◆ What to produce ◆
Can you reproduce the data below with every "integer pixel coordinates" replaced by "whole-number pixel coordinates" and everything else left unchanged?

◆ Source material ◆

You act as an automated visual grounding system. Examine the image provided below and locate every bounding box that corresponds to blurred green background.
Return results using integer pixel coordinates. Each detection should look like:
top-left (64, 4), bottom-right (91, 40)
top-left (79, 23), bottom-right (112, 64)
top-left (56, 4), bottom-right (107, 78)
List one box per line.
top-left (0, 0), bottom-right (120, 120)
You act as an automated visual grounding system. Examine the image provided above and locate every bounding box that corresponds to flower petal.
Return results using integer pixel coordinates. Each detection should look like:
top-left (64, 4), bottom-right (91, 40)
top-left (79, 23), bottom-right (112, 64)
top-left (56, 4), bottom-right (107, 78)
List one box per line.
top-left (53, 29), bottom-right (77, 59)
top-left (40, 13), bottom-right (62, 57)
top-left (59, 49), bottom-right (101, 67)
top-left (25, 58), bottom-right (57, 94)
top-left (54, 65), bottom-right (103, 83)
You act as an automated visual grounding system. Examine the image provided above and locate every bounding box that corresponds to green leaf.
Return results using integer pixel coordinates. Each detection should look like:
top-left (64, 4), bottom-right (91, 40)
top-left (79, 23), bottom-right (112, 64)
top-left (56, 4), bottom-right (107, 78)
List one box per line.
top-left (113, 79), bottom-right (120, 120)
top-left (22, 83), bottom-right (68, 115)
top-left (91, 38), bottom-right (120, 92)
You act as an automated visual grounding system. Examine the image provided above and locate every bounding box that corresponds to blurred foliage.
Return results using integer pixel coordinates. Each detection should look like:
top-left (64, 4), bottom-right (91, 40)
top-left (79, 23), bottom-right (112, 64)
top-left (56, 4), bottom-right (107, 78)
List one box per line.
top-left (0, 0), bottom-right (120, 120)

◆ Solution to the exercise ◆
You act as an automated visual grounding system. Examine the image provided below and locate every bounding box that corresponds to blurred green background.
Return results using whole-number pixel coordinates. Each detection should look like:
top-left (64, 4), bottom-right (91, 40)
top-left (79, 23), bottom-right (112, 64)
top-left (56, 4), bottom-right (107, 78)
List one box per line.
top-left (0, 0), bottom-right (120, 120)
You act as an automated visual grounding system. Examine the image provided above and locate every bounding box that corresponds to flower petal.
Return results using whole-number pixel coordinates. Each detection should look like:
top-left (64, 4), bottom-right (91, 40)
top-left (79, 23), bottom-right (112, 64)
top-left (56, 4), bottom-right (107, 78)
List one box per line.
top-left (53, 29), bottom-right (77, 59)
top-left (40, 13), bottom-right (62, 57)
top-left (59, 49), bottom-right (101, 67)
top-left (25, 58), bottom-right (57, 94)
top-left (54, 65), bottom-right (103, 83)
You act as an automated visual grounding system. Examine the image provided above and locate every bounding box that corresponds to green leaf.
Return results using whole-number pixel coordinates. Each detection should look like:
top-left (64, 4), bottom-right (91, 40)
top-left (79, 23), bottom-right (112, 64)
top-left (56, 4), bottom-right (107, 78)
List one box per line.
top-left (113, 79), bottom-right (120, 120)
top-left (22, 83), bottom-right (68, 115)
top-left (91, 38), bottom-right (120, 92)
You act as an automated visual grounding system. Examine the image provided above and locate every bounding box that corresponds to blurred foliage.
Return results using whole-number pixel coordinates. Each detection should look like:
top-left (64, 4), bottom-right (91, 40)
top-left (79, 23), bottom-right (112, 64)
top-left (56, 4), bottom-right (107, 78)
List one box per line.
top-left (0, 0), bottom-right (120, 120)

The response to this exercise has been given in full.